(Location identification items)
# # #

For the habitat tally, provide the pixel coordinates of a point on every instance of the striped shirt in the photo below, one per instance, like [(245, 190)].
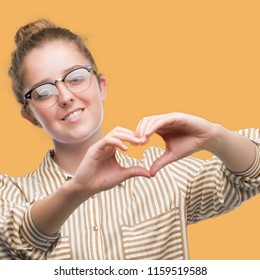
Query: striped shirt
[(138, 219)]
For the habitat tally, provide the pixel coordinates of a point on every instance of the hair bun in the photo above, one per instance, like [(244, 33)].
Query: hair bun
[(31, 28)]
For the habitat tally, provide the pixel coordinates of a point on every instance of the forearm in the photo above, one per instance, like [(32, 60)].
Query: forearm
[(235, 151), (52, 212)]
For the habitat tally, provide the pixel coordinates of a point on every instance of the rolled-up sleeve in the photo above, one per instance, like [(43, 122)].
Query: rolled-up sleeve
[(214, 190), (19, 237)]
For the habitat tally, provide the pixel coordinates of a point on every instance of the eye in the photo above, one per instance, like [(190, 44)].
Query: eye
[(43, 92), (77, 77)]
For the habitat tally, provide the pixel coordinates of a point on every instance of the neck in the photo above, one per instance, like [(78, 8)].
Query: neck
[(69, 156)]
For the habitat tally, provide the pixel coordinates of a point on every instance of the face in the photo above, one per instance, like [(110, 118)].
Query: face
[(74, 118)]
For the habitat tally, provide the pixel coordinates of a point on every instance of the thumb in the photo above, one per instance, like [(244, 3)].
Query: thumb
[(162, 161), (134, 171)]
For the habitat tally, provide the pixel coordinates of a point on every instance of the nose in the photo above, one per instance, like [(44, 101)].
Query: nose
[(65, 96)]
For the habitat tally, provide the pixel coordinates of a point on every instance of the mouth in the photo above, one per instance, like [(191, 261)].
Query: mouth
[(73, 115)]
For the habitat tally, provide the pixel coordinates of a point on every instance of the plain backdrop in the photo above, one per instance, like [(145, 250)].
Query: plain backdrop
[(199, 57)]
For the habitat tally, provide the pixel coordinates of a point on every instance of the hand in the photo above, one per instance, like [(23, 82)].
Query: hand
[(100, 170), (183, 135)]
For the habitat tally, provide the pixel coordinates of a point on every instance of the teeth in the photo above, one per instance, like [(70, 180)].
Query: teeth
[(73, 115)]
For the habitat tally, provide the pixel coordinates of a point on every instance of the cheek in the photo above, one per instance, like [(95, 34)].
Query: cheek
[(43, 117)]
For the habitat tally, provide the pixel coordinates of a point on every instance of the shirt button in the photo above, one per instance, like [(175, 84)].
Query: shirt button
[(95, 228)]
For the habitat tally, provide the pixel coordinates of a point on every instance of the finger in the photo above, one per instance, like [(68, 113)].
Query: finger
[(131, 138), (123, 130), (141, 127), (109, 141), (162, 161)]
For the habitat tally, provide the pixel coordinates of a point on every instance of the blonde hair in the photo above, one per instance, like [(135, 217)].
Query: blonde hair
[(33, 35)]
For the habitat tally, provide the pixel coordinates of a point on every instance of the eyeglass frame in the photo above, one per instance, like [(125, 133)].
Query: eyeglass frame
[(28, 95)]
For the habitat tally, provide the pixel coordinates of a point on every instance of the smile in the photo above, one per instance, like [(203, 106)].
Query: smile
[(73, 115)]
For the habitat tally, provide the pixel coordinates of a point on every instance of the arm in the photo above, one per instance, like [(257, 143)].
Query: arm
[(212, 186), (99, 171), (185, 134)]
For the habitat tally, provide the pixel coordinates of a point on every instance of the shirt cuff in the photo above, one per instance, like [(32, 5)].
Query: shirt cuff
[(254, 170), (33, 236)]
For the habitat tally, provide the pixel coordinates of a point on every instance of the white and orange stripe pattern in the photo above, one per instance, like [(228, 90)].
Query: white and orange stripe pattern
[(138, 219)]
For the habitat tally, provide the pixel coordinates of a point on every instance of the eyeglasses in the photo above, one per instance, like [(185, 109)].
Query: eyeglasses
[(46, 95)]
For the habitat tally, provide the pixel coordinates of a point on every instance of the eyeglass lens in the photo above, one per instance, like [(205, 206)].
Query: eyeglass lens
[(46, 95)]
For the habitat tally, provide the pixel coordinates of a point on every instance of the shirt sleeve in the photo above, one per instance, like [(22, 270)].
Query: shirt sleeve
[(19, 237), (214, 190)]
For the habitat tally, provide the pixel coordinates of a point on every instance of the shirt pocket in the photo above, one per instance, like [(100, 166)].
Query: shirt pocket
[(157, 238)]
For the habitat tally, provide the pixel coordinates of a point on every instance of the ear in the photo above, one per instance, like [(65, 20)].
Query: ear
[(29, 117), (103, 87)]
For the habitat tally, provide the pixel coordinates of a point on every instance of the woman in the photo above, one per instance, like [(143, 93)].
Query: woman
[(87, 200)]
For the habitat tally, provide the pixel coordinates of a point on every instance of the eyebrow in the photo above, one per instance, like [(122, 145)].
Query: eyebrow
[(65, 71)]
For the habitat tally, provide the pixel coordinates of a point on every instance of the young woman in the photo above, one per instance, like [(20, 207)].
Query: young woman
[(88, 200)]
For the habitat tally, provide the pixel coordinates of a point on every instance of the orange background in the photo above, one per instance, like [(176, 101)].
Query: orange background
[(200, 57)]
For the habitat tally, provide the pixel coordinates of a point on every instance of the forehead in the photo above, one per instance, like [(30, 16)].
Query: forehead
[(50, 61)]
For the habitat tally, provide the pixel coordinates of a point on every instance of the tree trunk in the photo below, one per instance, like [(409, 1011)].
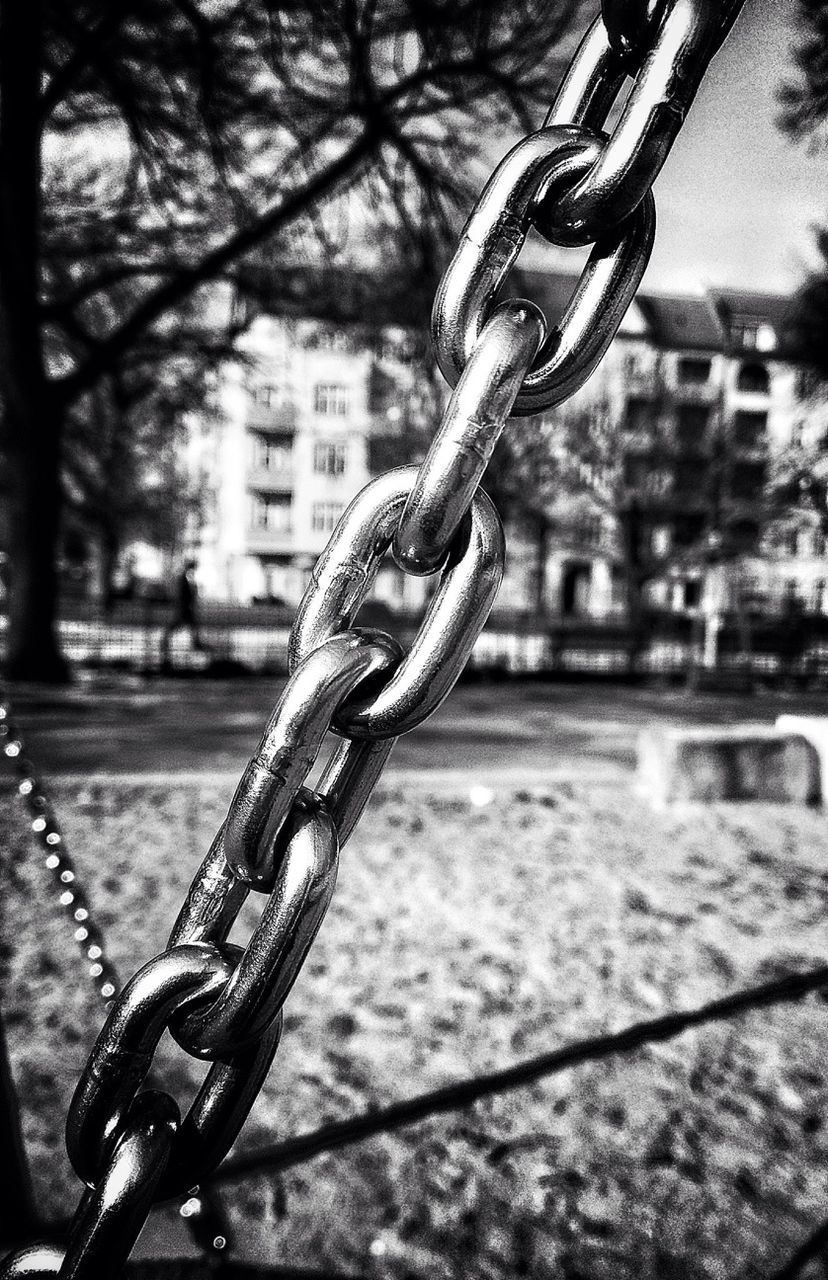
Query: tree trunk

# # #

Recast every item above as a JSON list of strings, one string per line, skipping blank lines. Leave the pictures out.

[
  "For the habitat tally, provide the pixel coordinates of a point on every instance of the striped shirt in the photo below, one per instance, like [(245, 190)].",
  "Query: striped shirt",
  "[(138, 219)]",
  "For the habitat tally, provide the pixel coordinates of a point on every instance of the hair bun in the photo above, one per instance, like [(244, 33)].",
  "Query: hair bun",
  "[(31, 28)]",
  "For the habitat tally, provide the pixel coordinates of a point on every instance of the forearm in the photo above, one per instance, like [(32, 60)].",
  "Query: forearm",
  "[(235, 151), (52, 212)]",
  "For the habitat tally, provide the pixel coordinates of a point on every instance of the rolled-up sleeve in the photo above, one per instance, like [(43, 122)].",
  "Query: rolled-up sleeve",
  "[(214, 190), (19, 237)]",
  "For the habitat tally, provide the pixel coordinates of a point on every instance of the eye in the photo above, one per instance, like [(190, 44)].",
  "Query: eye",
  "[(43, 92), (77, 77)]",
  "For the habitat tally, provide the pixel coordinates of a point on every instance of the neck in the photo above, one per instance, like [(78, 8)].",
  "Query: neck",
  "[(69, 156)]",
  "For the habitat tally, provide the pixel coordinates of a point on every instance of the face in the photo above, one per instance, like [(110, 118)].",
  "Query: face",
  "[(74, 118)]",
  "For the habitat tally, provide the pixel coordinates of a point on every instance of the thumb in the photo above, one per instance, like [(244, 3)].",
  "Query: thumb",
  "[(162, 161), (134, 171)]",
  "For the habitat tally, provide the pixel coordinates of a point on every instance of the nose in the photo above, one per instance, like [(44, 101)].",
  "Query: nose",
  "[(65, 96)]",
  "For the habitat tally, provide the pixel coordinates of a point on every instance of the mouth in the photo above, one per instance, like [(191, 261)].",
  "Query: mouth",
  "[(73, 115)]",
  "For the habitat tally, provide the pixel coordinates of a point on every instance of the plain backdrop in the photo above, one per instance, like [(145, 250)].",
  "Query: plain backdrop",
  "[(199, 57)]",
  "For the habitat tally, provide the pixel coordinates of a point on every instance of the hand in the photo above, one per instance, like [(23, 82)].",
  "Query: hand",
  "[(100, 170), (183, 135)]",
  "For the habitat tally, provide the pixel coordinates of a point on every instance of the teeth in the photo above, one per instance, like [(70, 180)].",
  "Query: teeth",
  "[(73, 115)]",
  "For the habitat tally, provide the pixel coordinates of a point on every instance of the cheek in the photo above, one per instance, like [(95, 34)].",
  "Query: cheek",
  "[(43, 117)]",
  "For the habitat tally, provide the pixel coordinates of a point on every instance of the shirt button in the photo above, one per instance, like [(175, 84)].",
  "Query: shirt button",
  "[(95, 228)]",
  "For the habitat tally, provide the pixel coordinates of a point on every instance of the finger in the photo above, one per instance, like [(68, 113)].",
  "Query: finger",
  "[(131, 138), (123, 130), (141, 127), (109, 141), (162, 161)]",
  "For the habitat tally, provide the pixel coordinates of a point on every instance of the blonde hair in the photo above, one per instance, like [(135, 217)].",
  "Query: blonde hair",
  "[(33, 35)]",
  "For the habitat tally, provide the pixel coordinates of a point on every instance of the eyeglass frame in the photo above, one per instance, like [(125, 133)].",
  "Query: eyeglass frame",
  "[(28, 95)]",
  "For the habitat tally, provide the pixel coordinates of a point on every instance of the smile in the photo above, one per instance, like [(203, 106)].",
  "Query: smile",
  "[(73, 115)]",
  "For the habitat tally, provide the pixel coordinates of a point on every instance of the arm in the photo above, one per instance, like [(257, 143)].",
  "Query: arm",
  "[(212, 186), (99, 171), (185, 134)]",
  "For the habitat tally, provide the pixel coordinates of a point on every instance of the shirt cuff in the photo above, one per instance, like [(32, 5)].",
  "Query: shirt cuff",
  "[(254, 170), (33, 236)]",
  "For the habitat tally, provide the pixel coordinates of a point on every instance of the white and orange stripe pattern in the photo above, one per instance, like [(228, 90)].",
  "Query: white and orange stripe pattern",
  "[(138, 219)]",
  "For the habitat tally, provide the pixel coordinates of a point on every instance of the eyeglasses in the photo above, one per instance, like [(185, 109)].",
  "Query: eyeglasses",
  "[(46, 95)]",
  "For the habitat tally, provide the pixel coordinates of a point on every instance of the eyeglass lens in the photo above, one per instance, like [(205, 206)].",
  "Query: eyeglass lens",
  "[(46, 95)]",
  "For the habitat tally, provide the pixel coordinates of a point on every instance of the shirt sleeve in the photo above, one per instance, like [(22, 270)].",
  "Query: shirt sleeve",
  "[(19, 237), (214, 190)]",
  "For the habitat tally, provide the pixel coordinates of a point on every instance of the shirt pocket in the photo above, one per instance, like [(100, 166)].",
  "Query: shirt pocket",
  "[(157, 238)]",
  "For the habitat tally, provide the pixel coordinates of a point on every instance of the ear in the photo above, one per instance, like [(65, 20)].",
  "Query: ear",
  "[(29, 117), (103, 87)]",
  "For the habitat tally, provide the pixel coordinates of a point on every instance of the woman in the photo above, one per instance, like [(143, 93)].",
  "Query: woman",
  "[(87, 200)]",
  "For the habitat tally, provide the pixel coordinates of a point on every instance of the eyebrow in the photo above, one per instance, like [(122, 145)].",
  "Query: eyebrow",
  "[(65, 71)]",
  "For the habitat tally, provide the pixel coordinates of a point on every instance of the young woman in the photo above, one per instance, like [(20, 207)].",
  "Query: young woman",
  "[(88, 200)]",
  "For the habitat tally, provide the pixel coordinates of a point on every instance of the orange background in the photo above, one per instance, like [(176, 101)].",
  "Query: orange background",
  "[(200, 57)]",
  "For the habitat tally, provide the pixel coordinates of a point on every instance of the forehead in the photo above, one per instance, like [(30, 16)].",
  "Query: forehead",
  "[(50, 61)]",
  "For the habitat tally, provide the pixel coordinates of a point on every instance of the tree trunk in the photo below, one per instance, like [(409, 1011)].",
  "Query: tree trunk"
]